Exercise description: Going through the material underneath, give only the number of lines that contain "mountain".
┌─ Recorded information
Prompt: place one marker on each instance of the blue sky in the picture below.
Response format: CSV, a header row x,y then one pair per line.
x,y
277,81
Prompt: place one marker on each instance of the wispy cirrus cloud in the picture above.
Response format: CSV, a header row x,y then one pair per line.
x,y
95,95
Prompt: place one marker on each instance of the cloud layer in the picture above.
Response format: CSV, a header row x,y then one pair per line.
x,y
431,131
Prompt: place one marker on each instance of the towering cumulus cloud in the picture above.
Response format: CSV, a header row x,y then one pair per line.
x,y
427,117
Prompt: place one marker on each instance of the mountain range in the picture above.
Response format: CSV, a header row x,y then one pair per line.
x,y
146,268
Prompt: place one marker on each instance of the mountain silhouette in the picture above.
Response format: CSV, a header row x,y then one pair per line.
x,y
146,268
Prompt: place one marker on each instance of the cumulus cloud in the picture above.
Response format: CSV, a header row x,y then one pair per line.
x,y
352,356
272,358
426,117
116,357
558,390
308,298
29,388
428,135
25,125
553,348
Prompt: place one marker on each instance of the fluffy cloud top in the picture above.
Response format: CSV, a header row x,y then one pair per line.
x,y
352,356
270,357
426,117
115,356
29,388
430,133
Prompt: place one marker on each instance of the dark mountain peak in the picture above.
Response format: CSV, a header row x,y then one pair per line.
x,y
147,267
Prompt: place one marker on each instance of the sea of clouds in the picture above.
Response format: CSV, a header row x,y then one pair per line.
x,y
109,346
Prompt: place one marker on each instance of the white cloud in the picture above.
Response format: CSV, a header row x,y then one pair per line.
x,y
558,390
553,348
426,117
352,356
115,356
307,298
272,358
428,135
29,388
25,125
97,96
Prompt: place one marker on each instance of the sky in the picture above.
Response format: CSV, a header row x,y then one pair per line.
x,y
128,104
└─
Solution to this task: 3